REQUIREMENT - List every line below that contains the word "scaffolding", copying each one in full.

*-*-*

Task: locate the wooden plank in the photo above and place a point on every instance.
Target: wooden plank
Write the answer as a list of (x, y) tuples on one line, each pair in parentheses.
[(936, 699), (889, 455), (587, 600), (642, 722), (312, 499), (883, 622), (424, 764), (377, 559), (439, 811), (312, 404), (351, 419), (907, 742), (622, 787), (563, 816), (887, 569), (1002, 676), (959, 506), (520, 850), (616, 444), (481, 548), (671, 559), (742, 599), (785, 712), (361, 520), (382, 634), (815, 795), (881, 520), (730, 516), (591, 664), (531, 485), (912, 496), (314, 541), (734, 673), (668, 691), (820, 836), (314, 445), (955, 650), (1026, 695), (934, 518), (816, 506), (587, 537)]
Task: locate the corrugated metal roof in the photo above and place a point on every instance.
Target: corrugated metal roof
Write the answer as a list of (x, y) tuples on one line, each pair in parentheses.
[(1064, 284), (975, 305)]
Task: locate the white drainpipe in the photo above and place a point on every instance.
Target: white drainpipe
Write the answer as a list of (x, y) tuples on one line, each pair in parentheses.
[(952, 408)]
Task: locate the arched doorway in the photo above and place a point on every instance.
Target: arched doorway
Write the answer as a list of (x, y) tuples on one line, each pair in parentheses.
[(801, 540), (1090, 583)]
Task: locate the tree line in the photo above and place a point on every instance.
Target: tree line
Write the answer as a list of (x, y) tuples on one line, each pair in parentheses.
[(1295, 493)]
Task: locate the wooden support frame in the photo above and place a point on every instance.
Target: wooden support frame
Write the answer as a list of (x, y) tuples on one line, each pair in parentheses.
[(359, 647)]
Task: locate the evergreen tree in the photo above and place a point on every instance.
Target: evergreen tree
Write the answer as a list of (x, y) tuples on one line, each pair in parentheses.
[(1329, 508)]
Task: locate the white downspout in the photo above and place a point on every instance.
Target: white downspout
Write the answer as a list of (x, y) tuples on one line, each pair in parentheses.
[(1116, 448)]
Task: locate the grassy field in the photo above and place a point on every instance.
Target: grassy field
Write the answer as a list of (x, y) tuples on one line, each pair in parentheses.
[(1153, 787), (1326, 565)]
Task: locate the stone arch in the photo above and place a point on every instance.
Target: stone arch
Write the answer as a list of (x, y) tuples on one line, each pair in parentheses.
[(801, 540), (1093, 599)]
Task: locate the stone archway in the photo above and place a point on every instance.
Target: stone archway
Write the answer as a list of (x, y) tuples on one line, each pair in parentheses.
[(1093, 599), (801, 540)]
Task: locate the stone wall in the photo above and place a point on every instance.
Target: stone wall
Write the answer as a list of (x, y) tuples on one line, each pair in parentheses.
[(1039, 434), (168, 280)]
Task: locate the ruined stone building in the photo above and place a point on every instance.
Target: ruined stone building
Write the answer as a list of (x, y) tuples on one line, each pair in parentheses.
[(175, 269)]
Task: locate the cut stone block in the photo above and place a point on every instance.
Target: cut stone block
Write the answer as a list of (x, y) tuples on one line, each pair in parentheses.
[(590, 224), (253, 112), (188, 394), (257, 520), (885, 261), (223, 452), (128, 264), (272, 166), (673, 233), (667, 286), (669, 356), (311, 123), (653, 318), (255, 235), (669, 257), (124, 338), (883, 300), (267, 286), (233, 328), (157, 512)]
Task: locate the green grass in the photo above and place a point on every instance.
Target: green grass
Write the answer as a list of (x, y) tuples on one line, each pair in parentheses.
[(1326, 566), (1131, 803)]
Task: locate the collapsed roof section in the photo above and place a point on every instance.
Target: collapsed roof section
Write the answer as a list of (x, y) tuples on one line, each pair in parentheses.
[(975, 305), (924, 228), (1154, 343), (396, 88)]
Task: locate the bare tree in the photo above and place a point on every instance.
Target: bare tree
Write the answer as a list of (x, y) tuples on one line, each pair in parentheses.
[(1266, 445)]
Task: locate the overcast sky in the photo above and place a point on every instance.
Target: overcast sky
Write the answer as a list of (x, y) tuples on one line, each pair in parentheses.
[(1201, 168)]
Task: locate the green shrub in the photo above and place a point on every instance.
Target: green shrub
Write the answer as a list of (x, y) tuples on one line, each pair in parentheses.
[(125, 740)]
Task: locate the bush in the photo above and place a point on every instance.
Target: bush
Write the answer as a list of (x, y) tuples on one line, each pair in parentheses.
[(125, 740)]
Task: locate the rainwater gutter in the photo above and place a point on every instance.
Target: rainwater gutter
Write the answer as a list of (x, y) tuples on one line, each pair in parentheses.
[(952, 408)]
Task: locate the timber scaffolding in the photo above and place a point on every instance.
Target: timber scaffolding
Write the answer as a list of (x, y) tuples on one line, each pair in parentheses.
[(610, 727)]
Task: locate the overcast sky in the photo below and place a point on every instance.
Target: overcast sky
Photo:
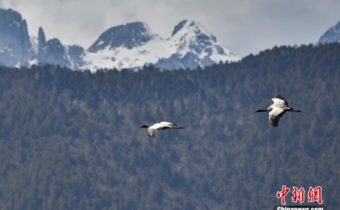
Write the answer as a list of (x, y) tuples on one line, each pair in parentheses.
[(243, 26)]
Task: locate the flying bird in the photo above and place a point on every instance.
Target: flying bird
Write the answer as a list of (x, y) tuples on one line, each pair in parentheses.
[(277, 109), (151, 130)]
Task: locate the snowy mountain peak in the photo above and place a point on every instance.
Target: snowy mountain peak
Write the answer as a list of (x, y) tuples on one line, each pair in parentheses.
[(129, 36), (331, 35), (15, 45), (190, 27)]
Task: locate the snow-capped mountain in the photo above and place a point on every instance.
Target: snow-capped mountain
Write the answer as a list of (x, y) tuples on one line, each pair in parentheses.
[(194, 46), (331, 35), (15, 45), (134, 45)]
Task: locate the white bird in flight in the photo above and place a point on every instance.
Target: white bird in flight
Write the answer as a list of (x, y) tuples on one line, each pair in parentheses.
[(277, 109), (151, 130)]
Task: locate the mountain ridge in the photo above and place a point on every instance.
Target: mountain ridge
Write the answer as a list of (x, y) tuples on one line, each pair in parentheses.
[(126, 46)]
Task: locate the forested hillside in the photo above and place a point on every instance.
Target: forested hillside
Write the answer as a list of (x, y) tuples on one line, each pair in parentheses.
[(71, 140)]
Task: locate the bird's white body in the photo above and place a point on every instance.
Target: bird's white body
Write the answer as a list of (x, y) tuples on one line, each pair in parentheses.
[(151, 130), (277, 109)]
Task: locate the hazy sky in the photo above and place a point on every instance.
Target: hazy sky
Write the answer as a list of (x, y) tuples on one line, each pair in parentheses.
[(243, 26)]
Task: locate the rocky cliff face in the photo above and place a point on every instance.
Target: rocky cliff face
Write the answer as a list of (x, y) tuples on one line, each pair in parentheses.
[(15, 45)]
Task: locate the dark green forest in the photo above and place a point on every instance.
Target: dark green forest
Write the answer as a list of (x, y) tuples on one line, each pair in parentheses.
[(70, 140)]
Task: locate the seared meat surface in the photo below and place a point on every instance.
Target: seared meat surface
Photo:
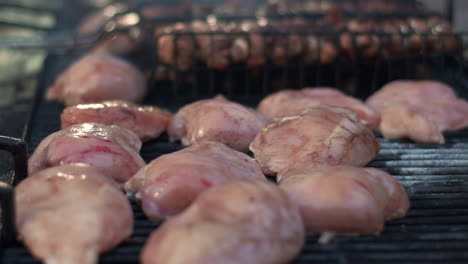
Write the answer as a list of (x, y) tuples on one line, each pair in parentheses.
[(237, 222)]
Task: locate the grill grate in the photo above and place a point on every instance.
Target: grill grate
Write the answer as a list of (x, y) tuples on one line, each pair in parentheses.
[(435, 176)]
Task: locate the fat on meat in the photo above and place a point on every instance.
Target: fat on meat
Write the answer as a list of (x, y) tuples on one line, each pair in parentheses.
[(112, 149), (171, 182), (147, 122), (419, 110), (71, 213), (216, 120), (318, 136), (98, 77), (289, 102), (251, 222), (345, 199)]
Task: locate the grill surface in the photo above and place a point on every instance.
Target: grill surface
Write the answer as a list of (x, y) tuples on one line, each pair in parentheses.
[(435, 176)]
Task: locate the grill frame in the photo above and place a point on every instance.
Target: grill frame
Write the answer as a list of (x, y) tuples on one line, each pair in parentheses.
[(427, 235)]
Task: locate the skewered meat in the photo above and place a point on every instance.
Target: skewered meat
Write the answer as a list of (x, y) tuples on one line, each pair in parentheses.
[(98, 77), (176, 50), (237, 222), (120, 43), (249, 45), (219, 44), (112, 149), (214, 48), (419, 110), (364, 43), (71, 213), (319, 136), (170, 183), (146, 122), (345, 199), (217, 120), (289, 102)]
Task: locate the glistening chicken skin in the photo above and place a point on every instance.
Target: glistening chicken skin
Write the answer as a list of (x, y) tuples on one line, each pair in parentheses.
[(147, 122), (98, 77), (419, 110), (112, 149), (345, 199), (289, 102), (217, 120), (71, 213), (318, 136), (170, 183), (249, 222)]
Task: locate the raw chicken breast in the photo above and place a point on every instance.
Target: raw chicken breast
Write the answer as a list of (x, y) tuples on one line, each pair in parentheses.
[(112, 149), (217, 120), (345, 199), (319, 136), (249, 222), (71, 213), (146, 122), (170, 183), (98, 77), (419, 110), (290, 102)]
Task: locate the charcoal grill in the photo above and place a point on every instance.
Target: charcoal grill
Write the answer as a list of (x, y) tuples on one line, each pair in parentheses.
[(435, 176)]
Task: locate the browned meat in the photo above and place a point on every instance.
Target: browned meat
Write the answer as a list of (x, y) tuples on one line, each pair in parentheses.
[(170, 183), (345, 199), (364, 43), (419, 110), (237, 222), (217, 120), (289, 102), (71, 213), (176, 50), (214, 49), (319, 136), (112, 149), (146, 122), (98, 77)]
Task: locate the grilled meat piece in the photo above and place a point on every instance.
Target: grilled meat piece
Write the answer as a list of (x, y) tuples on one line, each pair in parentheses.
[(217, 120), (112, 149), (319, 136), (170, 183), (345, 199), (419, 110), (236, 222), (176, 49), (146, 122), (98, 77), (364, 43), (289, 102), (71, 213)]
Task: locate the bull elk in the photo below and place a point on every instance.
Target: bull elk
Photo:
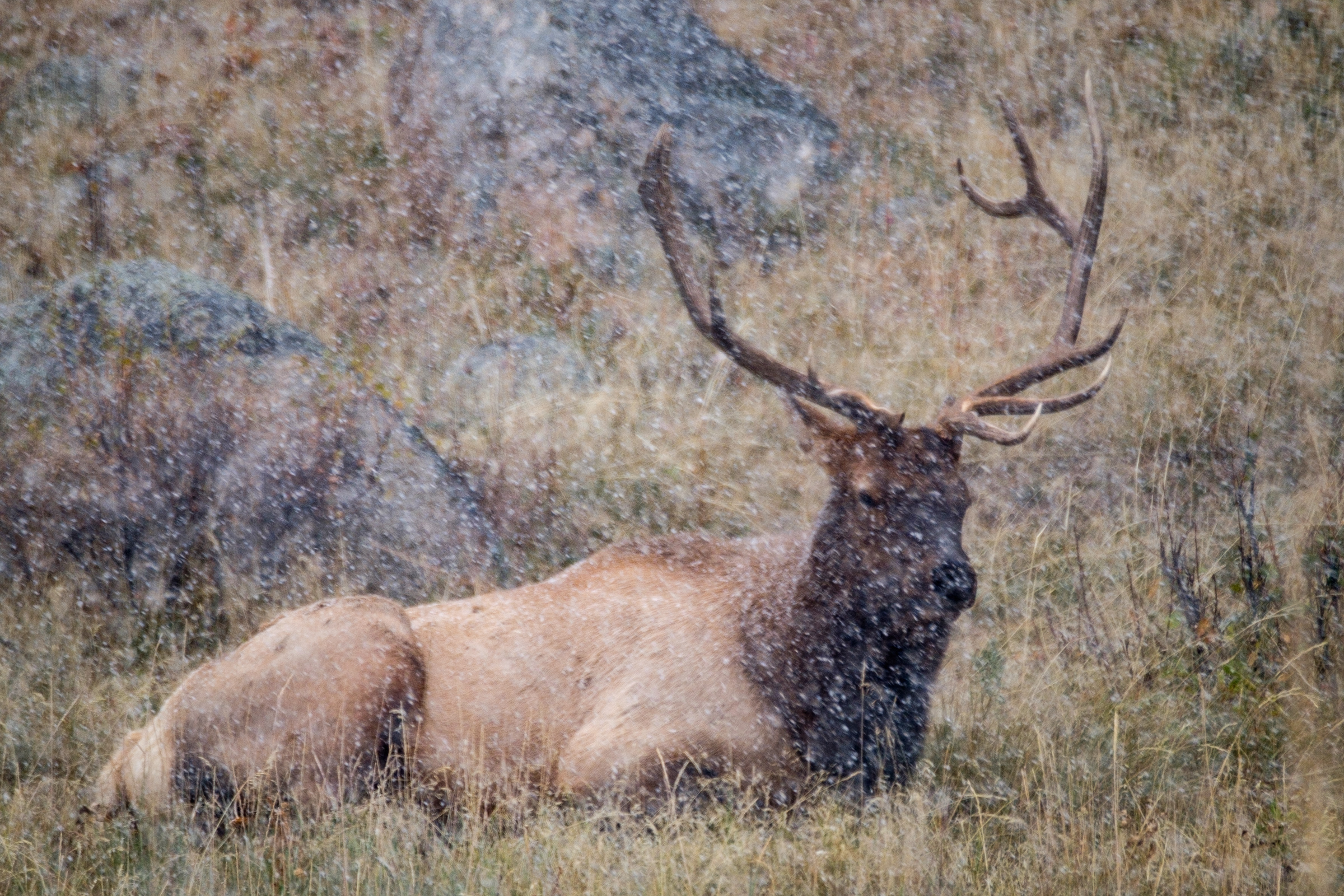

*-*-*

SOLUTION BELOW -
Task: locate the timber scaffolding in the photo above and place a point on every instance.
Target: timber scaffolding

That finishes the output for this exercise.